| WHAT YOU ARE ASKED TO DO |
Only the lines from the one with "Task: in the photo above, where can the wood" to the end of the data below should be returned, each exactly as it stands.

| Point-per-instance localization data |

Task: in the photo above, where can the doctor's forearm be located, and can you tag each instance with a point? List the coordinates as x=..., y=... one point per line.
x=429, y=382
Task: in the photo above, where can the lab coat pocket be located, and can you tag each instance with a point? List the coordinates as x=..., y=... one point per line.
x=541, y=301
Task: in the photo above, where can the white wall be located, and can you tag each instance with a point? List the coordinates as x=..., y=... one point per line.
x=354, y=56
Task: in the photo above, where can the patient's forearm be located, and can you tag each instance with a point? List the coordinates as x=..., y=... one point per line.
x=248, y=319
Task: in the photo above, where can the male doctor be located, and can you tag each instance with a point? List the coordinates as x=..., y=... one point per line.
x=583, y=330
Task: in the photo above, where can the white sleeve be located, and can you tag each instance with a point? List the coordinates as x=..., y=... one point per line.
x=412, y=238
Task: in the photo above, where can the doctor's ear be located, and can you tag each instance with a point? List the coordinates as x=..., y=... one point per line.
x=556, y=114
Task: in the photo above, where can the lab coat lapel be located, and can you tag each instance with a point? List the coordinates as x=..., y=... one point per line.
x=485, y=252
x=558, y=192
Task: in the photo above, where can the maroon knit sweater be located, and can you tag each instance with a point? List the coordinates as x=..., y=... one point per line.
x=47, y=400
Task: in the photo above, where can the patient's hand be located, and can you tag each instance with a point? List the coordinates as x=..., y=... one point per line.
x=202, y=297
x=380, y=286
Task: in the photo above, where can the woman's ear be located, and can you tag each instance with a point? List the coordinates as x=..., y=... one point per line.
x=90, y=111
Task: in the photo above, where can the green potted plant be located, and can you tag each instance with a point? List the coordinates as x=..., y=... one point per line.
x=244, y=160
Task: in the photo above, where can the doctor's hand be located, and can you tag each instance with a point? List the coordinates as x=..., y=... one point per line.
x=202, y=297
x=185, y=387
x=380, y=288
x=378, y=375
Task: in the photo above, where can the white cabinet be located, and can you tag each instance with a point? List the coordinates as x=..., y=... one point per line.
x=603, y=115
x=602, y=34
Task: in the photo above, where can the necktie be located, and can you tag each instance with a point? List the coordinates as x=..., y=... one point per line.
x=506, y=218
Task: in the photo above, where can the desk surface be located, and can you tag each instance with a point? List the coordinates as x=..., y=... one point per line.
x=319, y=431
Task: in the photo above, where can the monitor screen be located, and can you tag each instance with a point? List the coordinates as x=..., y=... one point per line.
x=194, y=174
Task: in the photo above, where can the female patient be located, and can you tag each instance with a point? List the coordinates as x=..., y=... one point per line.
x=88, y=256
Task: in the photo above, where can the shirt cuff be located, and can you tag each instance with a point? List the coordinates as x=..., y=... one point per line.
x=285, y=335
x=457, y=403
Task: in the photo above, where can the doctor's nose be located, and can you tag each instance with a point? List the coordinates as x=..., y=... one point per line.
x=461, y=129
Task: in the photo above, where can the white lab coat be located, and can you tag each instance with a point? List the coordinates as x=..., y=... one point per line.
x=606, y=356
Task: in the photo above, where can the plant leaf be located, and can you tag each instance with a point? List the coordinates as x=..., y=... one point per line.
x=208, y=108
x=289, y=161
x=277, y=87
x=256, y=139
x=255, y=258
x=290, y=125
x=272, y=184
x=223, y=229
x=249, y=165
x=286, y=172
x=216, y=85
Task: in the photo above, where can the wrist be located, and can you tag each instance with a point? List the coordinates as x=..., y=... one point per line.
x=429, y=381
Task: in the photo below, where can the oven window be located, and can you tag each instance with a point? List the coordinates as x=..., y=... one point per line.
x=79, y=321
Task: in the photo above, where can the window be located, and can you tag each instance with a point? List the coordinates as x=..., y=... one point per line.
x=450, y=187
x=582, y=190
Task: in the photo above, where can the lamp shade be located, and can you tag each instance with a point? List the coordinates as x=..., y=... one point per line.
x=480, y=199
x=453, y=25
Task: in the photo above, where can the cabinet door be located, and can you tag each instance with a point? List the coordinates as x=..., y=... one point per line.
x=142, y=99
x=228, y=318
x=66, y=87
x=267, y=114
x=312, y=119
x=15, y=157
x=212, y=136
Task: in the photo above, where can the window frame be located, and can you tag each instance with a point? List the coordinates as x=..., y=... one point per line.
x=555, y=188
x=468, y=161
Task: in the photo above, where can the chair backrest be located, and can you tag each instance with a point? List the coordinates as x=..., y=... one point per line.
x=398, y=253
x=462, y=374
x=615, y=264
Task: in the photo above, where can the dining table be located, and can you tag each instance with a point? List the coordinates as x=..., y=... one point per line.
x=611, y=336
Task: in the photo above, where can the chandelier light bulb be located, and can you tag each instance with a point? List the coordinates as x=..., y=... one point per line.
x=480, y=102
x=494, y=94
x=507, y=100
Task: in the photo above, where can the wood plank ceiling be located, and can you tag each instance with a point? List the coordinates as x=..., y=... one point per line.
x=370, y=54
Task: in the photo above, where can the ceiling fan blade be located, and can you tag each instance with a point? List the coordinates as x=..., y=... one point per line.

| EXERCISE RESPONSE |
Task: in the photo above, where can the wood plank ceiling be located, and can you tag each instance with a point? List the coordinates as x=..., y=... one point per line.
x=370, y=54
Task: in the photo above, where can the ceiling fan blade be located, and can you tag each instance with a point? List the coordinates as x=..., y=... one point per line.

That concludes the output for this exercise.